*Task brief*.
Render the stretch of the items below, from the line containing "Find the green" through the end of the items, as a Markdown table with the columns Row and Line. Number each line in Row and leave out blank lines.

------------------------

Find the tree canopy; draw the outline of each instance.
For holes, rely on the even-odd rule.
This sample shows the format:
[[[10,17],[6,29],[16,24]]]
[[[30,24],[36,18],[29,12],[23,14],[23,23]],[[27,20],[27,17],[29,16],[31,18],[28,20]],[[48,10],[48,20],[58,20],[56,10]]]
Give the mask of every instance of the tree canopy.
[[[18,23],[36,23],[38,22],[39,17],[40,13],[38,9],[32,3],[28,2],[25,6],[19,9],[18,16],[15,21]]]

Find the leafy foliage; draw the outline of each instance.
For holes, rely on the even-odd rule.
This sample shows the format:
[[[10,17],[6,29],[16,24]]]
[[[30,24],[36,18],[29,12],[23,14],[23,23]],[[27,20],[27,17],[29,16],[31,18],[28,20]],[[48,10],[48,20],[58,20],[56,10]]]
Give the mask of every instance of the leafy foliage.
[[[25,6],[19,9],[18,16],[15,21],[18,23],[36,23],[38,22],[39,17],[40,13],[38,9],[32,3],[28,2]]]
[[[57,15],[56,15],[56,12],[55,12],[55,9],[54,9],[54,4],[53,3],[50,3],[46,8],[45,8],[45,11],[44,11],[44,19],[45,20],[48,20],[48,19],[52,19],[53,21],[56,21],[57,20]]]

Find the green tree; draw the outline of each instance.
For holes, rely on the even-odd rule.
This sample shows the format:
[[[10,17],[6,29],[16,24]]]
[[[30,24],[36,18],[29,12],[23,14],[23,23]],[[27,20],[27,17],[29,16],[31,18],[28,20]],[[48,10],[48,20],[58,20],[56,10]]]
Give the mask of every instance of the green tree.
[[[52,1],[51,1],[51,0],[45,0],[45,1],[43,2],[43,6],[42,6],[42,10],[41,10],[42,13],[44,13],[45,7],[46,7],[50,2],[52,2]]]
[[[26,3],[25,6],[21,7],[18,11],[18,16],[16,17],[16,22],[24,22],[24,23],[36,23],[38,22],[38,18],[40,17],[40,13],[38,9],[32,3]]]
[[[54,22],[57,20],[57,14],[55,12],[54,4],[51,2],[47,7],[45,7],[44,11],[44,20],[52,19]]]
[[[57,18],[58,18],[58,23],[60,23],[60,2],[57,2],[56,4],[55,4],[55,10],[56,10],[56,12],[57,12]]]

------------------------

*Output for this task*.
| Row | Line |
|---|---|
| 1 | Find the green tree; draw the outline of each instance. |
| 2 | For holes, rely on the even-odd rule. |
| 3 | This sample shows the format: |
| 4 | [[[10,17],[6,29],[16,24]]] |
| 5 | [[[30,24],[36,18],[29,12],[23,14],[23,23]],[[27,20],[27,17],[29,16],[31,18],[28,20]],[[48,10],[48,20],[58,20],[56,10]]] |
| 6 | Give the mask of every instance of the green tree. |
| 7 | [[[52,1],[51,1],[51,0],[45,0],[45,1],[43,2],[43,6],[42,6],[42,10],[41,10],[42,13],[44,13],[45,7],[46,7],[50,2],[52,2]]] |
| 8 | [[[26,3],[25,6],[21,7],[18,11],[18,16],[16,17],[16,22],[24,22],[24,23],[36,23],[38,22],[38,18],[40,17],[40,13],[38,9],[32,3]]] |
| 9 | [[[54,22],[57,20],[57,14],[55,12],[54,4],[51,2],[47,7],[45,7],[44,11],[44,20],[52,19]]] |
| 10 | [[[57,18],[58,18],[58,23],[60,23],[60,2],[57,2],[56,4],[55,4],[55,10],[56,10],[56,12],[57,12]]] |